··· DATA FOR THIS EXERCISE ···
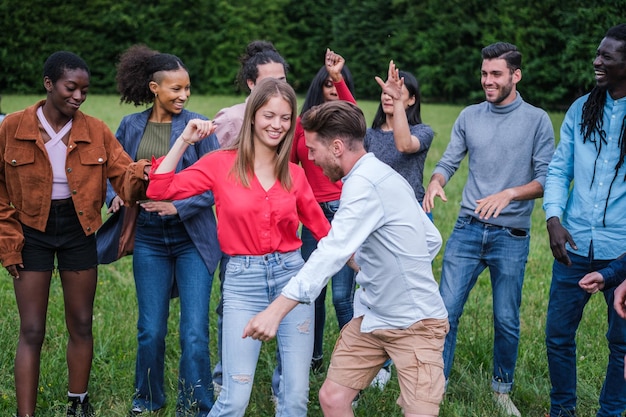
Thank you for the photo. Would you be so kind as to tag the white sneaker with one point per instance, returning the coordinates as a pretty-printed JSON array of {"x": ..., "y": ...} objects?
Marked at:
[
  {"x": 382, "y": 378},
  {"x": 506, "y": 404}
]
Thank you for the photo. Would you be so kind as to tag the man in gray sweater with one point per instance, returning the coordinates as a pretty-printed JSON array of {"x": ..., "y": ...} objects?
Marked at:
[{"x": 510, "y": 144}]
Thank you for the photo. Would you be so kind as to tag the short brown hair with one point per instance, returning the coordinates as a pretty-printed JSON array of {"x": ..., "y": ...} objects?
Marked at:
···
## REQUIRED ACTION
Please keep every line of the data the same when you reproduce it, and keep every picture out.

## TASK SOLUTION
Thank you for the photo. Would you be so kind as to tag the white sneaker with one point per instance, returning the coordinates as a pretty-printed JSON array of {"x": ..., "y": ...} objects?
Marked at:
[
  {"x": 382, "y": 378},
  {"x": 506, "y": 404}
]
Thank you for the photo. Would you be so kind as to tag the man in gray sweater with one point per instance, returning the coordinates as a pretty-printed JSON array of {"x": ..., "y": ...} objects?
Marked at:
[{"x": 510, "y": 144}]
Thank you for the photo. Would you be so kind as to tag the short brown hair with one point per instance, returning the coordinates as a pretty-printed JSON array of {"x": ..., "y": ...} objects?
Marked at:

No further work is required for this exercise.